● **What the exercise asks**
Put the records from their start through the line containing "[[174, 42, 477, 590]]", both ends included, into a Markdown table with the columns Row and Line. Give one numbered row per line, skip blank lines, and leave the pictures out.

● **Records shown**

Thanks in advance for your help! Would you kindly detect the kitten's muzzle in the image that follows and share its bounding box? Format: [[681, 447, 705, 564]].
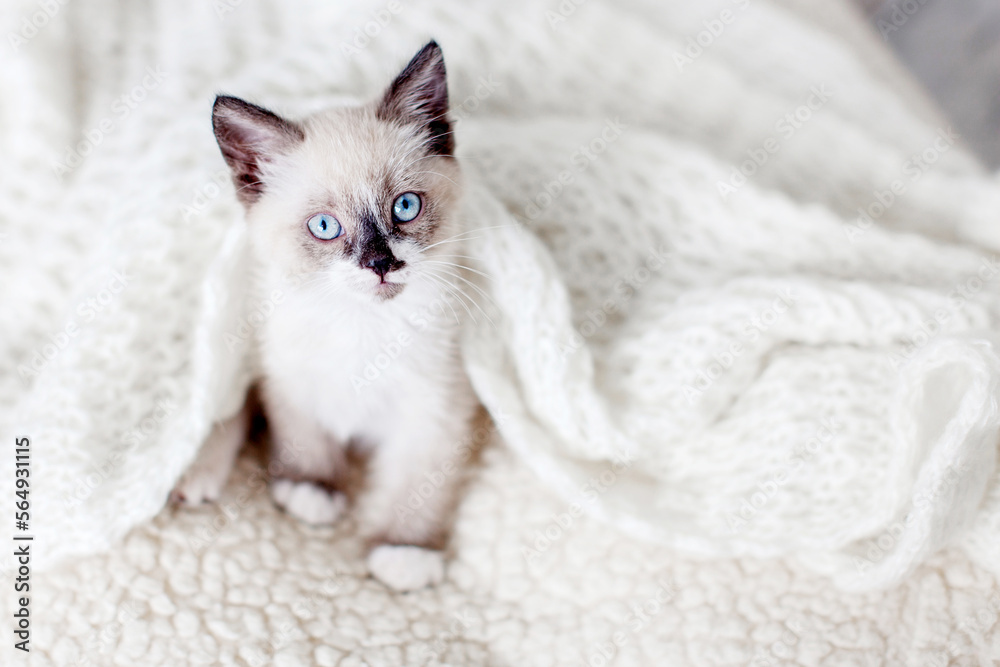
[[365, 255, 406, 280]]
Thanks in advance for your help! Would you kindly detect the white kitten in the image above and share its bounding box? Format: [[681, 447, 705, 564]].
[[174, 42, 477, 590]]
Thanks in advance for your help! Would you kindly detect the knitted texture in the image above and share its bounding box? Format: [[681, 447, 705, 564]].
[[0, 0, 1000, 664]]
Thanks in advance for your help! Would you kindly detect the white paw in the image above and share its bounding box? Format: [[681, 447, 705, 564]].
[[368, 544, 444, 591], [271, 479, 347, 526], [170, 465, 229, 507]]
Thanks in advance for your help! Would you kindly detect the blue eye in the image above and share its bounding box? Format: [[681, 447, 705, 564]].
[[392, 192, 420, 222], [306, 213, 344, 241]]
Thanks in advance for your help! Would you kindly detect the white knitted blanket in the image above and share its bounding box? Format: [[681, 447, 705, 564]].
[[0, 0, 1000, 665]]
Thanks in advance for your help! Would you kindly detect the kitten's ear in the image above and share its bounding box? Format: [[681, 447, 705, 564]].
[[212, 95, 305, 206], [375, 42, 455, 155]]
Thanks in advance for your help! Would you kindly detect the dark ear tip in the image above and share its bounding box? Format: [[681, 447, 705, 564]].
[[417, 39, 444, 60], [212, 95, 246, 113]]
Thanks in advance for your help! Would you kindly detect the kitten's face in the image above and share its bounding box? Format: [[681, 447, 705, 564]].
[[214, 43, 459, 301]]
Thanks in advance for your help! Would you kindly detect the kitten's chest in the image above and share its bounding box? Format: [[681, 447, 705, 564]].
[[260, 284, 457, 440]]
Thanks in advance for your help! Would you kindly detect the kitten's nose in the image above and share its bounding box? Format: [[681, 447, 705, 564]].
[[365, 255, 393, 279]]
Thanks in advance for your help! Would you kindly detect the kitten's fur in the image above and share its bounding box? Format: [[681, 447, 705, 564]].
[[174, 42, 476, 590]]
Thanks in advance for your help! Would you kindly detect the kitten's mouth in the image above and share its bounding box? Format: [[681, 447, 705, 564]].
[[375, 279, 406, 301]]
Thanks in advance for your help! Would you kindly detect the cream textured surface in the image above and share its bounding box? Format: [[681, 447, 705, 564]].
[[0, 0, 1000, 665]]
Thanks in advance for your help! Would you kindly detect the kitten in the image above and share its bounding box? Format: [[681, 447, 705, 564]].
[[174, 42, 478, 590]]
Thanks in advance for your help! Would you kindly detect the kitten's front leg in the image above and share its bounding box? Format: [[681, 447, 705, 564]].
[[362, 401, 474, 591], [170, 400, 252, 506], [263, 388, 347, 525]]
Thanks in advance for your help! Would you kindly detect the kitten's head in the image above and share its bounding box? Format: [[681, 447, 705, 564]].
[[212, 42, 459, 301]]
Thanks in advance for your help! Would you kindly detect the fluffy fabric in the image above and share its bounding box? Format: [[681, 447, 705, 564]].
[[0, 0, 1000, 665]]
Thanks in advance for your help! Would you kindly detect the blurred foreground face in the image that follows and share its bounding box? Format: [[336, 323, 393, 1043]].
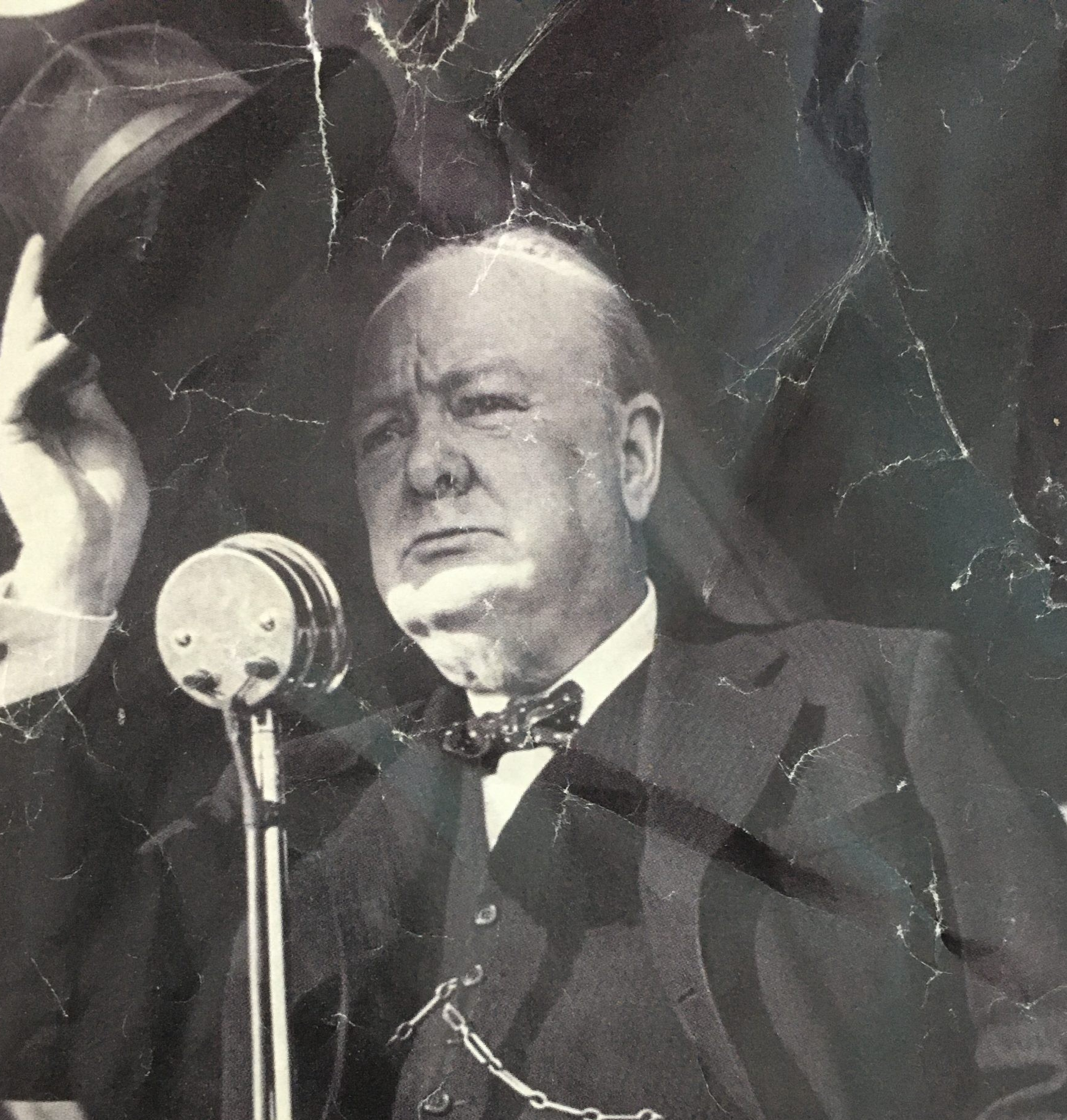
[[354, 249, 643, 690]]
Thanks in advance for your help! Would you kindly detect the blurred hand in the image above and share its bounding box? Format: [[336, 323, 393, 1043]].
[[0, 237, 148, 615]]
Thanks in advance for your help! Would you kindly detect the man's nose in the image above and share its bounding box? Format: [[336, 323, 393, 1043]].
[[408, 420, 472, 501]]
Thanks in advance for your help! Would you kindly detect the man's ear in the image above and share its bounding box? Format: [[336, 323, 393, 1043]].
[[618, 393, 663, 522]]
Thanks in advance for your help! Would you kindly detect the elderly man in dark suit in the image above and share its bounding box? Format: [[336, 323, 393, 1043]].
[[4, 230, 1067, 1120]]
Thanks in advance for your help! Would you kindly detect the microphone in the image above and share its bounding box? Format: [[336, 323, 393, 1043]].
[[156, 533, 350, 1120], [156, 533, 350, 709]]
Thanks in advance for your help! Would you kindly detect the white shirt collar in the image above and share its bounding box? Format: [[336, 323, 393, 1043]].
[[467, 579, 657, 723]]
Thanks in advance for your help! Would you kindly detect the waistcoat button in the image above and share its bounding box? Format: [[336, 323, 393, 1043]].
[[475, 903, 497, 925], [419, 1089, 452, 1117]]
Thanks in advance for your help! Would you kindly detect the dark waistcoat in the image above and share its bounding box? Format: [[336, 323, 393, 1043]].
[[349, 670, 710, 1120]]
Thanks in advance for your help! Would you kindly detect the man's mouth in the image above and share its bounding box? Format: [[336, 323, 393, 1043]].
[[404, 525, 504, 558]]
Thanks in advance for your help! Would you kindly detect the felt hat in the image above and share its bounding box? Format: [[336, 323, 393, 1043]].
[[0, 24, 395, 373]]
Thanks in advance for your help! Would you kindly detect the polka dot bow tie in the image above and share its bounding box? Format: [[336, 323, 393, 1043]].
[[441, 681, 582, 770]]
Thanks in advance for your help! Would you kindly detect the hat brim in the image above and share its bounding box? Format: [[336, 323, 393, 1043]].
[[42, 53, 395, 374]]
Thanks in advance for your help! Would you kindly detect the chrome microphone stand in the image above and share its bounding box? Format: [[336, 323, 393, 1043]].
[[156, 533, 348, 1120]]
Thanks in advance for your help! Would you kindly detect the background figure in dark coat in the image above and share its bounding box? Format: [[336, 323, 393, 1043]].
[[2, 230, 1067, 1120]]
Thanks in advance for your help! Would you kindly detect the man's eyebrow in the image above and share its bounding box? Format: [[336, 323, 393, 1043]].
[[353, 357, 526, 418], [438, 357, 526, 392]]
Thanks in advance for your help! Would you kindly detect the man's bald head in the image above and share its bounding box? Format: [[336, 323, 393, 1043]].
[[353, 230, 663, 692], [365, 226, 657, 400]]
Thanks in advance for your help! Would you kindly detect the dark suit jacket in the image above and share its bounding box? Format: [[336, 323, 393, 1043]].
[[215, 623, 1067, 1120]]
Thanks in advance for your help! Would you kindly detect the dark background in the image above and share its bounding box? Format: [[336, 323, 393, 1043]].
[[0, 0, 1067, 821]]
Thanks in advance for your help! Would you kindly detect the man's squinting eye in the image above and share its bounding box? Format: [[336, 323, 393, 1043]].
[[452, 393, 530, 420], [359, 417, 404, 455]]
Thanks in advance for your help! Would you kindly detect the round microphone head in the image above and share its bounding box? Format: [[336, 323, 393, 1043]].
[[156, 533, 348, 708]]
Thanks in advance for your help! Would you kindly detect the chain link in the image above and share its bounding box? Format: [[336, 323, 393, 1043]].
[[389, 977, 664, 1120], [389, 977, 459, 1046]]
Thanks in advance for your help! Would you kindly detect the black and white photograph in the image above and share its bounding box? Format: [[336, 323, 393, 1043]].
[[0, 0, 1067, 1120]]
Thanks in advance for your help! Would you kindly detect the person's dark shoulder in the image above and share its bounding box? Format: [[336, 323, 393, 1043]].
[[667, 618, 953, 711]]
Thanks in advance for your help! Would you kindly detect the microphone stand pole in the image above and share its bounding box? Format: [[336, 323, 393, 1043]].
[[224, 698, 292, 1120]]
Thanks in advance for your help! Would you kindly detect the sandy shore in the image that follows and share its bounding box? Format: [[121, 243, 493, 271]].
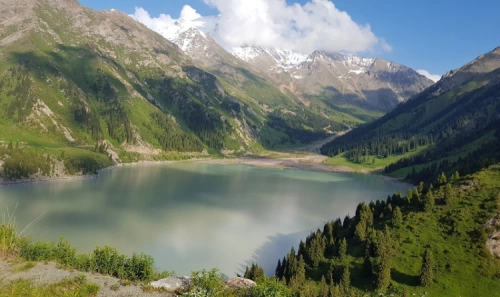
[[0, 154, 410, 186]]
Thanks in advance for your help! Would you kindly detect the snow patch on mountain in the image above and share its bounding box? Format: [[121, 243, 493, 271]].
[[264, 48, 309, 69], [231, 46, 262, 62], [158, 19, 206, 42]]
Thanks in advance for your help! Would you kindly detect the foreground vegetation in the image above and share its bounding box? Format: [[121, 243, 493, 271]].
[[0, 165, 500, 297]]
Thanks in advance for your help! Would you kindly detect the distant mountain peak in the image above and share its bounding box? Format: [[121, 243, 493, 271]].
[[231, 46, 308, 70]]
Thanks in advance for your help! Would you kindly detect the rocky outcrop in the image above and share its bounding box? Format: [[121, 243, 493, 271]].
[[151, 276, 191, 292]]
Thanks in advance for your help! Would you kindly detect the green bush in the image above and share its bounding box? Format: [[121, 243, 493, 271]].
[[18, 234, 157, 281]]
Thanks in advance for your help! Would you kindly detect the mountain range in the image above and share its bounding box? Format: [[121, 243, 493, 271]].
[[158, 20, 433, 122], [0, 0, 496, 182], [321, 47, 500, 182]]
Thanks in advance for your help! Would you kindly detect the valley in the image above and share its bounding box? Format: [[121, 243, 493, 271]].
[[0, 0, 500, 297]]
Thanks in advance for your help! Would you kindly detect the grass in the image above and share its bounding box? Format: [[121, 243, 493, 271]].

● **Solved exercise**
| Row | Line |
|---|---|
| 1 | Thanks in advance for your help! Would you kindly detect the kitten's muzzle in the image that follows and share its bounding box? Format: [[681, 447, 705, 564]]. |
| 2 | [[365, 255, 406, 280]] |
| 3 | Thanks in advance for your help! Would you kindly detect the white kitten in the image above and share its bounding box? Format: [[681, 447, 705, 564]]. |
| 4 | [[174, 42, 477, 590]] |